■ Given exercise A ■
Extract everything from "Liz Young, SoFi’s" down to "longer than men." from the article on women and investing, and copy it word for word.

■ Text excerpt ■
SoFi’s Liz Young on Why More Women Should Invest

By: Keith Wagstaff · May 10, 2024 · Reading Time: 4 minutes

Don’t Stand Still

Liz Young, SoFi’s Head of Investment Strategy, loves this quote from former Intel CEO Andrew Grove: “The greatest danger is in standing still.”

Instead of sitting on their money, more women should become investors, she said during SoFi’s Women’s Financial Empowerment webinar series.

“I want to see women take some more risk in their investment portfolios because you need the risk in order to produce growth,” Young said. “And I want to see more women have an investment strategy.”

Prioritize Investing

Despite the fact that 45% of women are the primary or majority source of income for their household, 64% have never invested, compared to 47% of men. Women also live, on average, six years longer than men.

“We live longer and that’s great,” Young said. “But that also means that you need your money to last longer.”

Women want to invest, said Young, but just aren’t prioritizing it. Because they’re making more of the daily household purchase decisions than men, they’re probably feeling the effects of inflation more acutely, which could be lowering their risk tolerance.

When asked by SoFi, “Why are you not invested in the stock market?,” more women than men said they didn’t know enough about investing, didn’t feel confident investing, were overwhelmed by investing, and didn’t know how to make their first trade.

■ Data supplied ■
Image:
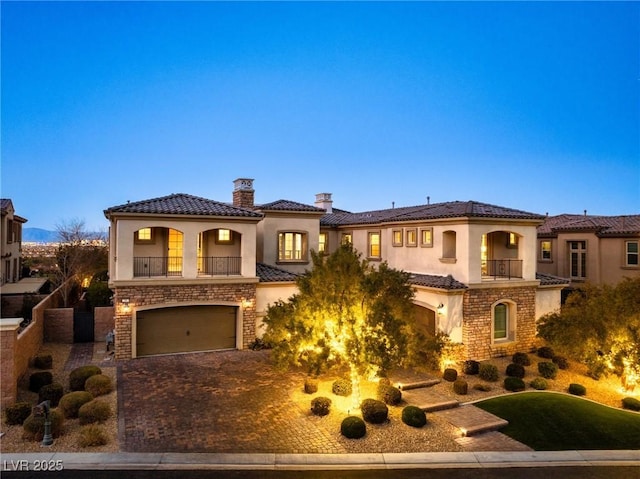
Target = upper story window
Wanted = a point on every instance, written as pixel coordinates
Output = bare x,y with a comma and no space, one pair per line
631,253
292,246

■ Given exercise B ■
Rewrite the entries above with "upper story window" changed to "upper-floor window", keeping everything else the same, and omit the pictures.

■ Finished answer A ■
Liz Young, SoFi’s Head of Investment Strategy, loves this quote from former Intel CEO Andrew Grove: “The greatest danger is in standing still.”

Instead of sitting on their money, more women should become investors, she said during SoFi’s Women’s Financial Empowerment webinar series.

“I want to see women take some more risk in their investment portfolios because you need the risk in order to produce growth,” Young said. “And I want to see more women have an investment strategy.”

Prioritize Investing

Despite the fact that 45% of women are the primary or majority source of income for their household, 64% have never invested, compared to 47% of men. Women also live, on average, six years longer than men.

■ Finished answer B ■
Image:
Target = upper-floor window
Wanted = a point on every instance, written as pixel coordinates
Output = bare x,y with a comma and no space, one pair per line
631,253
292,246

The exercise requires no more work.